▶ [The records]:

━━━━━━━━━━━━━━━━━━━━

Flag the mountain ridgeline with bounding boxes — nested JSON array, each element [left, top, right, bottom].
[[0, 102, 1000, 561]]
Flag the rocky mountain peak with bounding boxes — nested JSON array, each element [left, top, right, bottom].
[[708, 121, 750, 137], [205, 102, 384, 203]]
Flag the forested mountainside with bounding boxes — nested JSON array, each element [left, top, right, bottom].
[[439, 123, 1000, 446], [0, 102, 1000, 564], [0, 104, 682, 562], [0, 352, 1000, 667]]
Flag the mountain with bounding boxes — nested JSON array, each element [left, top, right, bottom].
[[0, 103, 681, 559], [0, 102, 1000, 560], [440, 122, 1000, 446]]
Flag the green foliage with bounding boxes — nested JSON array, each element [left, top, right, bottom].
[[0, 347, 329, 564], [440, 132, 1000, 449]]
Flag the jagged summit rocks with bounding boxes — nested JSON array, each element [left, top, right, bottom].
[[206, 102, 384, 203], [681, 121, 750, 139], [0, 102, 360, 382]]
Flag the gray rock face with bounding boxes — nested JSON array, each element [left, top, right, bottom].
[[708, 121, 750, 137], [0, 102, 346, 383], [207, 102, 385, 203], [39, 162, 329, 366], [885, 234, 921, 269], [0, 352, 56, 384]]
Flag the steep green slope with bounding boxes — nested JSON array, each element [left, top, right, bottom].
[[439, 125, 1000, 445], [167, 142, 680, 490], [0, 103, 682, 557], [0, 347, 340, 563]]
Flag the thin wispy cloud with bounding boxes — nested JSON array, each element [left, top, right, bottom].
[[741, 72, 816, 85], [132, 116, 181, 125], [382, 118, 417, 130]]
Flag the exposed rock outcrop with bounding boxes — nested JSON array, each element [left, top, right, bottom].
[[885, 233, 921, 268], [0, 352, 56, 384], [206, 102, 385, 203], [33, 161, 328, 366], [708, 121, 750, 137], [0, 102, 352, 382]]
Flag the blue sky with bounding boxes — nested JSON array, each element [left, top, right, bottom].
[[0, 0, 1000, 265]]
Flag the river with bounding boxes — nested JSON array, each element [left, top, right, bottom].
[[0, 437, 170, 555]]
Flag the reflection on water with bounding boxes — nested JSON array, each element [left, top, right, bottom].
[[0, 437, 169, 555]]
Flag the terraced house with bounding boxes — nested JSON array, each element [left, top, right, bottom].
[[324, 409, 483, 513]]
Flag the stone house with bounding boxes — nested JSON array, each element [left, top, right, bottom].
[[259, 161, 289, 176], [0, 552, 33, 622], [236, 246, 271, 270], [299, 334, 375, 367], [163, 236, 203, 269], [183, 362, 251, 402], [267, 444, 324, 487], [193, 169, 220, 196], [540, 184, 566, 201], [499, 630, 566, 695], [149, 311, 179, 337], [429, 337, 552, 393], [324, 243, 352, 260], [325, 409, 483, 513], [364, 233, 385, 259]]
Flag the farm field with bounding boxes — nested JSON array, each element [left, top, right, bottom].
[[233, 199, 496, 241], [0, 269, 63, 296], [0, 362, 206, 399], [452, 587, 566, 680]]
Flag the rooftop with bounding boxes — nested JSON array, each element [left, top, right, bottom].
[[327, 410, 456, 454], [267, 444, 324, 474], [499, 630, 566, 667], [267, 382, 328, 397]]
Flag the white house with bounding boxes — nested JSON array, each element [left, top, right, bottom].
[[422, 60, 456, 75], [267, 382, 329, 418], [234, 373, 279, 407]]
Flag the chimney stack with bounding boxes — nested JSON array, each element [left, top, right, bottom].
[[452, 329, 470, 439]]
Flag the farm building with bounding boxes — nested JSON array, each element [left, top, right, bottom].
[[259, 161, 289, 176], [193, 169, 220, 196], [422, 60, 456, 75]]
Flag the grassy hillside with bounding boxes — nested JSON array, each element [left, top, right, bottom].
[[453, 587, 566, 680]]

━━━━━━━━━━━━━━━━━━━━

▶ [Goal]:
Could you render the items from the very start through the line containing "[[0, 102, 1000, 561]]" as a Markdown table with the columns Row and Entry, putting each line's number under Row and its text under Entry, and skipping any blank lines?

▶ [Reply to the task]:
| Row | Entry |
|---|---|
| 1 | Flag the mountain ridgeline with bounding boxes — nested JSON array, each element [left, top, right, bottom]. |
| 2 | [[0, 102, 1000, 561]] |